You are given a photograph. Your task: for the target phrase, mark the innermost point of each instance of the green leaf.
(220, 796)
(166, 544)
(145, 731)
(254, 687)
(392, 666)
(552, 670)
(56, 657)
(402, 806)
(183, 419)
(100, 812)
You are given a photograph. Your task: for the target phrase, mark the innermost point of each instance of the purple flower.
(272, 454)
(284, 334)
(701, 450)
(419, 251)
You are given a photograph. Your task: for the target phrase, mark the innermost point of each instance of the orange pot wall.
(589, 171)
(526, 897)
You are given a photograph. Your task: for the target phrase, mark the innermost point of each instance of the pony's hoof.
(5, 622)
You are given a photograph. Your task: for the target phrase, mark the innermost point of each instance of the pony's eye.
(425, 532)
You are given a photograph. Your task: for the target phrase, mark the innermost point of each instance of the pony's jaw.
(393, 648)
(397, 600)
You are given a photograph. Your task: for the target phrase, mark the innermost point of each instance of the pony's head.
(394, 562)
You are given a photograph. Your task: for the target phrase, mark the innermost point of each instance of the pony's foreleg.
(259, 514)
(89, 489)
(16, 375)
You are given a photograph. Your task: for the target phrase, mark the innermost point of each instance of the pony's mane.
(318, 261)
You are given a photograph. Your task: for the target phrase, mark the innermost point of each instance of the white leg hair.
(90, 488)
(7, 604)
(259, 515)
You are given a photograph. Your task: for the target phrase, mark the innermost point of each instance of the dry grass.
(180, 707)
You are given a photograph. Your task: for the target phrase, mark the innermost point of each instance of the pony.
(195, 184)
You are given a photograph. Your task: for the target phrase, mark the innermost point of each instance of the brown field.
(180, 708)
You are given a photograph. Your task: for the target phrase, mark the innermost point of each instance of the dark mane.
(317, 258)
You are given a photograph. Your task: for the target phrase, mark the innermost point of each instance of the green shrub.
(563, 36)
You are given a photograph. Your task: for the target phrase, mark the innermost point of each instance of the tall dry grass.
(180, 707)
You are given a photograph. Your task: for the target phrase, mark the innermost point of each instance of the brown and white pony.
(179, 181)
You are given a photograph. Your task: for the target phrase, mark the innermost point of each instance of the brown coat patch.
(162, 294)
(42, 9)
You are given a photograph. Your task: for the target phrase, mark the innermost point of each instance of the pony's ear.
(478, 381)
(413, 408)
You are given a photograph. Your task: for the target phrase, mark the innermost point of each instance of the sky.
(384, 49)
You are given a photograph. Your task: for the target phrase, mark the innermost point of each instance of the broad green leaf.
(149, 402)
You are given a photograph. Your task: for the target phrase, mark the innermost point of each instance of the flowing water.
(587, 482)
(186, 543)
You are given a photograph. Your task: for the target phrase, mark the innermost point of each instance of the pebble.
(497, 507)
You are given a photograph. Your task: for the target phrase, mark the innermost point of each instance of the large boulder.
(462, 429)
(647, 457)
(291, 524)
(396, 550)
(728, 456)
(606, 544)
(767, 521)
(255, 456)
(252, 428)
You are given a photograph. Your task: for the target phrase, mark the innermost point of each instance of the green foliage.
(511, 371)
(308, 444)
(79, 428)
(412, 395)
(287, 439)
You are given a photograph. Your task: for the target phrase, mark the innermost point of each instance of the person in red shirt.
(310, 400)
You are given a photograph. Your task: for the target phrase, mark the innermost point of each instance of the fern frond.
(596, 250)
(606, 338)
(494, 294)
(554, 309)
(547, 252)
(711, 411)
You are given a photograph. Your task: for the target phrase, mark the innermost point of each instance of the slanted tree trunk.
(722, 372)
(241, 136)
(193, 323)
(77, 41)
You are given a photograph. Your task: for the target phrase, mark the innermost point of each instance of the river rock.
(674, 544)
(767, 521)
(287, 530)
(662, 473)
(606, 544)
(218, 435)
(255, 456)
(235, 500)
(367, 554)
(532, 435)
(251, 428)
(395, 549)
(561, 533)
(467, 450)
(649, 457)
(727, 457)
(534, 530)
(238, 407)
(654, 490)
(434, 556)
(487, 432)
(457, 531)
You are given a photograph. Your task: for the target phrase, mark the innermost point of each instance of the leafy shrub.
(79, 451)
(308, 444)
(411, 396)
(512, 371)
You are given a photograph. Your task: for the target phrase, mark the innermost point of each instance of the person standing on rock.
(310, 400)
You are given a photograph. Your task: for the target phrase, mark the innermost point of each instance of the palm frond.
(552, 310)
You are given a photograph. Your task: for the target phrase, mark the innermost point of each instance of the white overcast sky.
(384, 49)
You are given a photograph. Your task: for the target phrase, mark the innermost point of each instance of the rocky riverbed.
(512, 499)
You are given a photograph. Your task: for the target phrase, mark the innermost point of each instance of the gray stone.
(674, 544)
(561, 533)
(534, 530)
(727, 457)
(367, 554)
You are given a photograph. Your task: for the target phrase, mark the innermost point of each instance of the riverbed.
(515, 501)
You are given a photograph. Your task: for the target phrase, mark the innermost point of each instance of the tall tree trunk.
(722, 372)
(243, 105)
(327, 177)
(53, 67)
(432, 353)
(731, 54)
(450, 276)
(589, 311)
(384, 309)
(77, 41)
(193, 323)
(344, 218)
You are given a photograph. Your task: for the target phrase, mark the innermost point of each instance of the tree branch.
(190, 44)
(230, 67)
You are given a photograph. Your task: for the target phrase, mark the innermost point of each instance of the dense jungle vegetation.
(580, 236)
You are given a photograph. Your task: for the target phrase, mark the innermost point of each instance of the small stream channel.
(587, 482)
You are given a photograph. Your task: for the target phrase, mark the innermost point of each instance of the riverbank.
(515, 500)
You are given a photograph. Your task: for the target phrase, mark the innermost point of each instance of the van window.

########

Repeat the entries shown above, every one, word for word.

Solution to the problem —
You are given a photograph. Your task: for the target phrase, mark the innermost point of each instance of the green leaf.
(220, 796)
(166, 544)
(145, 731)
(254, 687)
(392, 666)
(552, 670)
(56, 657)
(402, 806)
(183, 419)
(100, 812)
You are given a photograph. Your task: for the target phrase, mark the innermost point of each instance of the purple flower.
(272, 454)
(284, 334)
(701, 450)
(419, 251)
You are given a photograph. Your task: for the target phrase, mark the innermost point of each instance of the orange pot wall.
(589, 171)
(526, 897)
You are given a photograph. Your task: for the target phrase, mark the innermost point of each instance of the pony's hoof.
(5, 622)
You are given a photograph. Your task: for the target phrase, mark the innermost point of each instance of the pony's eye.
(425, 532)
You are given a photograph. Your task: for the target phrase, mark the innermost point of each instance of the pony's jaw.
(393, 648)
(397, 600)
You are given a photograph. Your task: for the target phrase, mark the innermost point of each instance of the pony's head.
(394, 562)
You are given a photograph. Your task: for the target phrase, mark the innermost point of each instance of the pony's foreleg.
(259, 514)
(89, 489)
(16, 375)
You are given a photograph. Your task: for the target phrase, mark the innermost point of each instance of the pony's mane.
(318, 261)
You are given a photograph. Your task: for the target phrase, mark the innermost point of each instance of the white leg hair.
(90, 488)
(7, 604)
(259, 515)
You are given a photograph. Your task: for the target phrase, mark the innermost point of each instance of the dry grass.
(180, 707)
You are given a photograph. Your task: for the target phrase, mark the innermost point of each instance of the pony.
(195, 184)
You are given a photograph. Your task: for the target phrase, mark the innermost point of each instance of the brown field.
(180, 708)
You are given a photograph. Your task: for the target phrase, mark the innermost point of each instance of the dark mane.
(317, 258)
You are given a photograph. Your task: for the target phrase, mark the innermost point of each instance of the green shrub.
(563, 36)
You are given a photograph. Your task: for the target phrase, mark the innermost point of each instance of the tall dry grass.
(180, 707)
You are given a photograph. Your task: for the target phrase, mark the innermost point of each instance of the brown and white pony.
(179, 181)
You are given a photograph. Your task: for the target phrase, mark the innermost point of each instance of the brown coat patch.
(162, 294)
(42, 9)
You are given a photograph. Your task: for the target phrase, mark the innermost point of each instance of the pony's ear.
(478, 381)
(413, 408)
You are given a photograph. Your task: for the target phrase, mark the innermost point of each instance of the sky.
(384, 49)
You are given a photograph. Your task: for the target phrase, mark the innermost point of each instance of the broad green leaf.
(149, 402)
You are given a photograph. Your task: for the target phrase, mark the innermost point of each instance of the flowing water.
(587, 482)
(186, 543)
You are given a photograph. Your task: for the target phrase, mark the innermost point of each instance of the pebble.
(497, 507)
You are given a photograph. Your task: for the target phrase, mark the innermost point of each instance of the large boulder.
(462, 429)
(647, 457)
(291, 524)
(396, 550)
(728, 456)
(606, 544)
(767, 521)
(255, 456)
(252, 428)
You are given a photograph. Your task: for the target phrase, mark the innermost point of each instance of the green foliage.
(511, 371)
(308, 444)
(79, 428)
(412, 395)
(287, 439)
You are given a photograph. Your task: for the target phrase, mark the innermost point of each instance of the person in red shirt.
(310, 400)
You are given a photograph. Your task: for the target phrase, mark the innermost point of each instance of the fern frond.
(596, 250)
(606, 338)
(494, 294)
(554, 309)
(547, 252)
(711, 411)
You are given a photograph. Your task: for the target phrase, mark the innermost point of each instance of the slanted tree trunk.
(722, 372)
(241, 136)
(193, 323)
(77, 41)
You are given a photograph. Your task: for the target phrase, mark the innermost point of each instance of the river rock.
(674, 544)
(767, 521)
(287, 530)
(662, 473)
(606, 544)
(218, 435)
(255, 456)
(235, 500)
(367, 554)
(532, 435)
(251, 428)
(395, 549)
(561, 533)
(467, 450)
(649, 457)
(727, 457)
(534, 530)
(238, 407)
(654, 490)
(434, 556)
(487, 432)
(457, 531)
You are given a photograph. Your task: for the target phrase, mark the innermost point of each instance of the leafy shrub.
(79, 451)
(308, 444)
(411, 396)
(512, 371)
You are given a photograph. Your task: for the target phrase, mark the innermost point of each instance of the person standing on rock.
(310, 400)
You are given a photograph. Your task: for the target phrase, mark the innermost point of each instance of the palm frond.
(552, 310)
You are given a photograph. Your task: for the target phrase, mark the innermost point of each instance of the white overcast sky.
(384, 49)
You are given a photograph. Your task: for the target phrase, mark the innermost point of each instance of the rocky riverbed.
(512, 499)
You are given a photograph. Your task: for the target phrase, mark the innermost point of each instance of the gray stone.
(674, 544)
(561, 533)
(534, 530)
(727, 457)
(367, 554)
You are given a photograph. Your task: for the target phrase, mark the innermost point of each instance of the riverbed.
(515, 501)
You are given a photograph. Your task: for the target phrase, mark the innermost point of each instance of the tall tree trunk.
(722, 372)
(243, 105)
(327, 177)
(53, 67)
(432, 353)
(731, 54)
(450, 276)
(589, 311)
(384, 309)
(77, 41)
(193, 323)
(344, 218)
You are given a photograph. Your task: for the target phrase, mark the innermost point of each instance of the tree branch.
(190, 44)
(230, 67)
You are given a photograph. Your task: for the target phrase, mark the innermost point of each instance of the dense jungle vegetation.
(580, 236)
You are given a photograph. Your task: for the target phrase, mark the innermost point of each instance of the small stream channel.
(587, 482)
You are given a photograph. Your task: for the target phrase, mark the innermost point of each instance of the riverbank.
(515, 500)
You are given a photograph. Your task: for the target phrase, mark the innermost point of each instance of the van window.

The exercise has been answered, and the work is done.